**TRECHO DO DOCUMENTO:**
------------------------------------------------------------

HETEROGENEIDADE CONSTITUTIVA
A heterogeneidade constitutiva
ao contrário da heterogeneidade mostrada, não é representável, localizável
(FIORIN: 2007). Ela não pode ser materialmente formulada na estrutura de um
discurso direto, indireto, indireto livre, de uma ironia.
Como modelo de heterogeneidade
constitutiva de Fiorin destacamos dois trechos do romance A cidade e as serras,
do escritor português Eça de Queirós, que Fiorin analisou na íntegra, para defender
o ponto de vista que, apesar de não aparecer no fio do discurso, a
heterogeneidade constitutiva pode ser apreendida. Ele se apoia na teoria de
Bakhtin sobre o gênero romance. Para o teórico russo (2002), o romance
“caracteriza-se como um fenômeno pluriestilístico, plurilíngue e plurivocal” e,
ainda, “O locutor penetra no horizonte alheio de seu ouvinte, constrói a sua
enunciação no território de outrem, sobre o fundo apreciativo do seu ouvinte”.

------------------------------------------------------------

**MATERIAL FORNECIDO:**

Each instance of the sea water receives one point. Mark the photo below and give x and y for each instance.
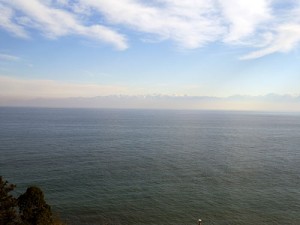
(156, 167)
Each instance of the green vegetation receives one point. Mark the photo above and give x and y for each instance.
(29, 208)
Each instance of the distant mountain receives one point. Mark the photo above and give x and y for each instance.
(236, 102)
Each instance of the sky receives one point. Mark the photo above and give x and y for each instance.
(88, 48)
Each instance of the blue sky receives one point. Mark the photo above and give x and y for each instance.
(86, 48)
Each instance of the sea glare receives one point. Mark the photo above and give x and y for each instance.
(154, 167)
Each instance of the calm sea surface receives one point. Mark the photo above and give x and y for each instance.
(156, 167)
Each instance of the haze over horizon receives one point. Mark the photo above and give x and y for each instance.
(62, 49)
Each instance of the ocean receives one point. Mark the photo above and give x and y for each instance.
(156, 167)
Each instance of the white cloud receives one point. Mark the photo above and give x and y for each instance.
(259, 24)
(244, 17)
(54, 22)
(6, 23)
(7, 57)
(28, 89)
(188, 23)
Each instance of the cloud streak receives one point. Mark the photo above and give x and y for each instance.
(7, 57)
(258, 24)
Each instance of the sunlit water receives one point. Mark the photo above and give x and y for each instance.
(156, 167)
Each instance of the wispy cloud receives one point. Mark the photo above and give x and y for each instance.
(259, 24)
(7, 57)
(53, 22)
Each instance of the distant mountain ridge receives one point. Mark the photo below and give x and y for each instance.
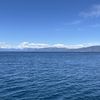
(54, 49)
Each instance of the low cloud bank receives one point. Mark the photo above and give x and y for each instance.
(43, 45)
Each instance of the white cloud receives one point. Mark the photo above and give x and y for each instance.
(74, 22)
(32, 45)
(43, 45)
(93, 12)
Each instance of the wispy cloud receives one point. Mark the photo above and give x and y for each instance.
(74, 22)
(94, 11)
(43, 45)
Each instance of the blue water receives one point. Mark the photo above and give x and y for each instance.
(49, 76)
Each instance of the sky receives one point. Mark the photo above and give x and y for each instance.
(49, 22)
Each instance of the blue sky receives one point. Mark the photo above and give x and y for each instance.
(50, 21)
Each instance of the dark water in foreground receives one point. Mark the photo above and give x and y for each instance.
(49, 76)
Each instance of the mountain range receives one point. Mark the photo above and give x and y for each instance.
(54, 49)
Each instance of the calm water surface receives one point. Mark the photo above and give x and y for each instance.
(49, 76)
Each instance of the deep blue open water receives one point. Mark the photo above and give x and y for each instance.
(49, 76)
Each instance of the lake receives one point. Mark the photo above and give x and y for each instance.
(49, 76)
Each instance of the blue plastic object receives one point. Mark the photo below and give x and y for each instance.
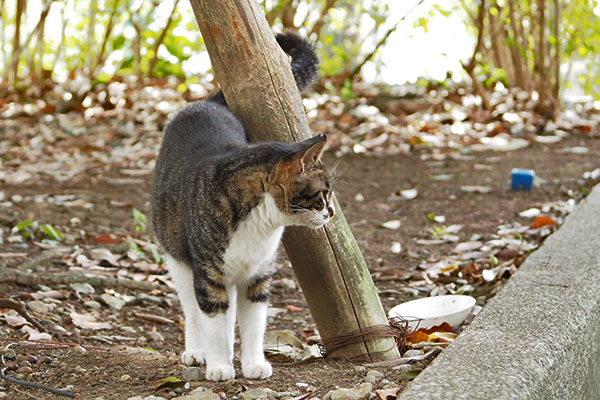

------------------------------------------------------------

**ENUNCIADO A:**
Com base no texto sobre heterogeneidade constitutiva, responda:
(i) Segundo Fiorin (2007), o que a heterogeneidade constitutiva não é, ao contrário da heterogeneidade mostrada?
(ii) De que romance e de que escritor são os dois trechos destacados como modelo?
(iii) Segundo o teórico russo citado, como se caracteriza o romance?
**ENUNCIADO B:**
Retome o texto sobre heterogeneidade constitutiva e dê continuidade a ele a partir do ponto em que termina.
A listagem é um material independente do texto sobre heterogeneidade constitutiva.

**RESPOSTA FINAL A:**
(i) Ela não é representável nem localizável.
(ii) Do romance A cidade e as serras, do escritor português Eça de Queirós.
(iii) Como "um fenômeno pluriestilístico, plurilíngue e plurivocal".

**RESPOSTA FINAL B:**
Apresenta-se, desse modo, o
romance como o lugar privilegiado para exame da heterogeneidade constitutiva,
visto que, conforme se observa acima ele apresenta uma pluralidade de estilos,
de línguas e de vozes, exibindo o confronto entre diferentes perspectivas
sociais. Característica particular do romance é que ele expõe o interdiscurso,
ao passo que outros gêneros, mesmo constituídos na necessária relação
interdiscursiva, ocultam esse interdiscurso.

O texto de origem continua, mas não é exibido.